| PASSAGE TO READ |
10/21/22
Newletter134
The Crack of Dawn
At the beginning of my film, Alien Apocalypse (2005), a spaceship lands and four American astronauts come out, two women and two men. One is Bruce Campbell, another is Renee O’Connor, and the other two actors were cast in Bulgaria. I cast an American actor living in Bulgaria named Michael Corey Davis as Captain Chuck Something-or-other. Corey is a tall, handsome, black fellow with his hair in dreads. From the second he sat down in my office and we started to talk, he had the part. I hesitantly asked, “Would you cut off your dreads for the part?” Corey stated flatly, “No.” I thought about it for a second, then said, “In the future astronauts can have dreads.” The part of the captain was only for a few days because the character gets killed early in the story. At lunch Michael was comically bitching, “Of course the black guy gets killed ten minutes into the story.” I said, “I didn’t write it for a black person. No matter what their heritage is, they’re still going to die ten minutes into the movie.” But Corey was on a roll. “Of course it wasn’t written for a black person, the character’s name is Chuck. No black people are named Chuck.” The producer, Bob Perkis, looked up and said, “What about Chuck Berry?”

| SOURCE DATA |
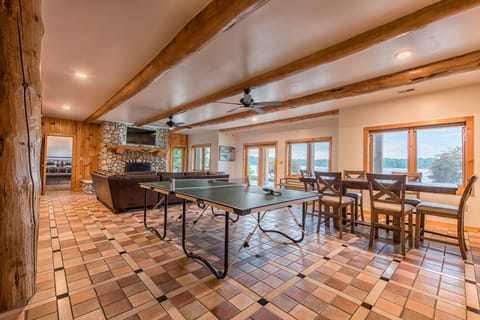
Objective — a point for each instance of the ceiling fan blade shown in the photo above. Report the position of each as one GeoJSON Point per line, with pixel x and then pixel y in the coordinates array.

| WRITTEN INSTRUCTION 1 |
In the casting newsletter, who is named as the producer?
| WRITTEN INSTRUCTION 2 |
List every person the casting newsletter names with a full name.
| WRITTEN INSTRUCTION 3 |
Write the next part of the casting newsletter, picking up right after the producer's question about Chuck Berry.
The data has no connection to the casting newsletter.

| OUTPUT 1 |
Bob Perkis.

| OUTPUT 2 |
Bruce Campbell, Renee O'Connor, Michael Corey Davis, Bob Perkis, Chuck Berry

| OUTPUT 3 |
The fourth astronaut was played by an exceptionally serious Bulgarian actress named Neda Sokolovska. Neda was well-known in Bulgaria as a clown and a mime, which was difficult to believe because she was so damn serious. In one scene she is supposed to freak out and panic, and since Bruce is the mission’s doctor, he punches her in the arm to calm her down. We did one take and Neda said to Bruce, “I couldn’t feel it. Hit me harder.” I glanced at Bruce and could see that she had struck the wrong chord in his head. I said, “Bruce, would you please hit her harder in the next take.” Well, nobody is getting away with insinuating that Bruce isn’t giving it 100%, because he is. Everybody in the cast and crew couldn’t wait to see what happened next. I said action, Neda began to freak out and panic as she was supposed to, then Bruce hauled off slugged her hard. Apparently, that was just what she was hoping for, and she gave a very good performance. I had my take. By the end of the day Neda’s entire shoulder was black and blue.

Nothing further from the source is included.